---- Study text

Anyone using NixOS your production deployment OS?

If so, what are the challenges you encountered?

4 Likes

I took the easy way and deployed to AWS, where I can build a ready to launch AMI with nixos.

Beyond that, it has mostly been an exercise in understanding the Nixos approach to managing VPS

For clusters of VPS, Nixos has been a good foundation, and I found myself using some orchestration like hashicorp nomad (which support VPS) to use and deploy services.

Usually I am still using terraform to provision machines, or more recently Pulumi.

nice, good to hear. Do you have multiple hosts when you deploy? I need to wrap a bunch of hosts in an ASG and deploy to that. I think NixOS’ nixos-rebuild switch --target command is going to make it a lot easier.

I am using Pulumi for spinning up instances but never heard of Hashicorp Nomad. It looks interesting. When you say orchestration, do you mean orchestrating a single stage deployment? I’m assuming you will use something like Jenkins to orchestrate multi-stage deployment right? We have a pre-prod environment, dev, and a production environment.

I deploy 3 machines currently. The greatest upfront challenge is definitely getting a good workflow and building up the surrounding infrastructure (tooling and workflows mainly), but once you have that it’s a really enjoyable experience.

--------

Problem statement »
Could you pick up the thread about running NixOS for production deployments after its last post and carry it forward?

---- Data extract

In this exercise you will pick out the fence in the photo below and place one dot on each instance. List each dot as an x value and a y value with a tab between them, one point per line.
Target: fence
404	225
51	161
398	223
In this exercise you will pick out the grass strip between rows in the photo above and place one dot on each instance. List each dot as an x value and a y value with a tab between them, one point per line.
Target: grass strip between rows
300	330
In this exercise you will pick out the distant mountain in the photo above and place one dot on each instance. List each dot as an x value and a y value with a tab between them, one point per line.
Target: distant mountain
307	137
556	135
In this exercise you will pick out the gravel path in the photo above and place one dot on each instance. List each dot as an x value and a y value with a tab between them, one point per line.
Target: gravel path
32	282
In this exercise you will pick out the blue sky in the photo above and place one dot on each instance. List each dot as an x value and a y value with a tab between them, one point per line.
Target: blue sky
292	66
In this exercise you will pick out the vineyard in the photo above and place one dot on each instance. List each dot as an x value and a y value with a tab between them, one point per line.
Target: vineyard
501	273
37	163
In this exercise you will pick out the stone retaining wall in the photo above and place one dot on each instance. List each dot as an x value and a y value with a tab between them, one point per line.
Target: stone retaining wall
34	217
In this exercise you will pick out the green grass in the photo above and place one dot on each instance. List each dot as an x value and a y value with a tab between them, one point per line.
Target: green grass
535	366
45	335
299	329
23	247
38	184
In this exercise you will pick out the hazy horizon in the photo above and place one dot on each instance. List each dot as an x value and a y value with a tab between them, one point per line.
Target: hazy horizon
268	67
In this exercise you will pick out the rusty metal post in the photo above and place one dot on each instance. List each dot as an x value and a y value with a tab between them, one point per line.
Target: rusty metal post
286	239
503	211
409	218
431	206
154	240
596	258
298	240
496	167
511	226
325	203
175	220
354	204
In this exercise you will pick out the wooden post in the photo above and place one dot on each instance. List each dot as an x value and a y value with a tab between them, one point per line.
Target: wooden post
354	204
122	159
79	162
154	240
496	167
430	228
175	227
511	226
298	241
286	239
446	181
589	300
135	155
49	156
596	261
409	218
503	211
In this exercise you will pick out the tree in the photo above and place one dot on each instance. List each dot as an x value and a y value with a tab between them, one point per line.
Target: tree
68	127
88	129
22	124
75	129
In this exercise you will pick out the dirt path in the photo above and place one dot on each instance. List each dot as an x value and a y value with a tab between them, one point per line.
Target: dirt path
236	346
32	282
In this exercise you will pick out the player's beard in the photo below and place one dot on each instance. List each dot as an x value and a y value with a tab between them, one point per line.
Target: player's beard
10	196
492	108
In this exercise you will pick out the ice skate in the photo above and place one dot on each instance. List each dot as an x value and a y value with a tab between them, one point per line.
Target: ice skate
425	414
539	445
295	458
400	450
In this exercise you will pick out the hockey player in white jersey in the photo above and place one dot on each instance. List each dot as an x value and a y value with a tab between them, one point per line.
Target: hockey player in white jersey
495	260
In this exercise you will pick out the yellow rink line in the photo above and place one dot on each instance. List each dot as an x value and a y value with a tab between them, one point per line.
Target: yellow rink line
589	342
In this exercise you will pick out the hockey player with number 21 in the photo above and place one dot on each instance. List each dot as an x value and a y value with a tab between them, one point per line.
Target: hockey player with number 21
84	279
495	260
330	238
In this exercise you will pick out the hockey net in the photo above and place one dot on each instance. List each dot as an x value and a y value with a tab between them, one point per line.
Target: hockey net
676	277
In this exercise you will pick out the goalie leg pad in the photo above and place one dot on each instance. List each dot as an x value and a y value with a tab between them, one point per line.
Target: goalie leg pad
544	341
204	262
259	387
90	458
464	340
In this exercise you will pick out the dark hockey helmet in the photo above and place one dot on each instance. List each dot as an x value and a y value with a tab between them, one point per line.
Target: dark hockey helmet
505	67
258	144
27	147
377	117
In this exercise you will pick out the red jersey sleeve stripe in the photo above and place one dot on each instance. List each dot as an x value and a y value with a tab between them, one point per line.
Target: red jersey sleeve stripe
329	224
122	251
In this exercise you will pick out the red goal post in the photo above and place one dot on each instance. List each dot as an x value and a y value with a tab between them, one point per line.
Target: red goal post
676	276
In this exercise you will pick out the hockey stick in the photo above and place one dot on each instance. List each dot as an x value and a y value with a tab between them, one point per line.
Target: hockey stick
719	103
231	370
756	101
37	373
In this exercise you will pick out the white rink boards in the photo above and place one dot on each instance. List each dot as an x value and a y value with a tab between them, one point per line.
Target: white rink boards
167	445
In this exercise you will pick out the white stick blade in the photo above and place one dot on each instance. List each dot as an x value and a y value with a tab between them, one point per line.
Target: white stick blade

--------

Result »
For provisioning baremetal (most of my machines), I’ve a workflow involving nixos-generators, nixos-anywhere, and some custom tooling; I essentially build a tailored installer image depending on the machine (architecture, etc), flash it to a usb, boot it, then use nixos-anywhere to bootstrap and provision it. There are still a few manual steps here and there but even when provisioning many (I’ve briefly had ~20 machines provisioned through a similar system) it’s not that bad as it essentially boils down to plug in usb; boot to ram; repeat with next machine, and then provisioning them all simultaneously with nixos-anywhere

To actually manage all the machines, I use deploy-rs. It’s a joy to work with, super easy to configure, and because of it’s magic rollback features I’m not afraid of changing networking and other critical settings. One drawback is having to build all configurations even if you only want to deploy one which can cause extremely slowdowns if e.g. one of your machines use a different architecture, a custom kernel, non-cached software, or even worse: all three (yay for my raspberry pi running home-manager on zfs)

My biggest pain point is provisioning cloud servers as, depending on the provider, it can be pretty cumbersome. Nixos-infect solves a lot of problems here, but not everything sadly.

Something I’ve been meaning to get to, is using Nixos for the machines, and then running Kubernetes on top for all the services (as much as I love nixos, there are some things that are just better suited to k8s. worth nothing is kubenix).